### WRITTEN PROBLEM
Can you reproduce the data below verbatim, starting with the line that contains "of the tree" and going on through the line that contains "point(739, 500)", with both of those lines included?

### GIVEN ENTRIES
· · ·
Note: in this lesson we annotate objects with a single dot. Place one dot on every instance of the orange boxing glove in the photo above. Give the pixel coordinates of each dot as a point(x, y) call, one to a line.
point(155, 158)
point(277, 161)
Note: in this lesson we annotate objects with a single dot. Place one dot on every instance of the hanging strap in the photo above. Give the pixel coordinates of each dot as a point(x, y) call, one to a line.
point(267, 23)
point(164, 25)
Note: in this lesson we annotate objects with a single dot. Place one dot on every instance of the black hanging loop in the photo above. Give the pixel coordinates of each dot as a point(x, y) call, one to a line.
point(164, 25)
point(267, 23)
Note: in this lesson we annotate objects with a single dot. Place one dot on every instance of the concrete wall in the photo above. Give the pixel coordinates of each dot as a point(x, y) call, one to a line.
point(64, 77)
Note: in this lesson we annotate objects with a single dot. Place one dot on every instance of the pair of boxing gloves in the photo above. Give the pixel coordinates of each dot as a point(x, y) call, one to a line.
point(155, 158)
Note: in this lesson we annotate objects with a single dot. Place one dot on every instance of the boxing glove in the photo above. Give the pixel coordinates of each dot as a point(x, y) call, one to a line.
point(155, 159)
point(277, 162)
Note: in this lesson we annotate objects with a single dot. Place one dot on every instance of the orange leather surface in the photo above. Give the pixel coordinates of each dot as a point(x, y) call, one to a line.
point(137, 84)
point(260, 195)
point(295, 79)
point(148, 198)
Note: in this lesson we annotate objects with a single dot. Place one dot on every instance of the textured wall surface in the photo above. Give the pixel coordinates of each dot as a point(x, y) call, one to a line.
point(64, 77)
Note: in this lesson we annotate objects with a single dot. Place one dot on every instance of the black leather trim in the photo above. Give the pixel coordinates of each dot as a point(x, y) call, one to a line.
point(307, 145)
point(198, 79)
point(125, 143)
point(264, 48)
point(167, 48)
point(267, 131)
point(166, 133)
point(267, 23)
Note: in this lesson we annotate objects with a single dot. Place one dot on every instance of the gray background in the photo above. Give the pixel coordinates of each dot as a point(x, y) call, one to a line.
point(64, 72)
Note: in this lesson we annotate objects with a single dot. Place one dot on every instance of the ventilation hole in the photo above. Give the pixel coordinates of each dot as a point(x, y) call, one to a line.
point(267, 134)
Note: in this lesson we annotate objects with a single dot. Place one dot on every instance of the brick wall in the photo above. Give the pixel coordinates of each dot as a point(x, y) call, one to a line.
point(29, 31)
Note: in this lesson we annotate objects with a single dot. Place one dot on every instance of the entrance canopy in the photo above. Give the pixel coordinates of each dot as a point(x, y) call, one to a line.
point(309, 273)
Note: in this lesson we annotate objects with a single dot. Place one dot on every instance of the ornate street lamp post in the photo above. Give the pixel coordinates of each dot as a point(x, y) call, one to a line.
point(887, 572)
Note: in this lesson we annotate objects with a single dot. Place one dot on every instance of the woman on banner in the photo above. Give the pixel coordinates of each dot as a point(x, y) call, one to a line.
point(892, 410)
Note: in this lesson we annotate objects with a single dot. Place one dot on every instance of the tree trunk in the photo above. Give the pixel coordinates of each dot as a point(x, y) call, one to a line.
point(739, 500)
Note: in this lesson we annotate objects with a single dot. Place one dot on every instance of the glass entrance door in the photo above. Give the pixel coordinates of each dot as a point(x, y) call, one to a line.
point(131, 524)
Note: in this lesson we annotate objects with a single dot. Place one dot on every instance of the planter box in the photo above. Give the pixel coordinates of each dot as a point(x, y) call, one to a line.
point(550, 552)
· · ·
### EXERCISE ANSWER
Note: in this lesson we annotate objects with a single dot. Place one dot on every instance of the tree trunk in the photo above. Give the pixel coordinates of each dot as a point(x, y) call, one to a line.
point(739, 500)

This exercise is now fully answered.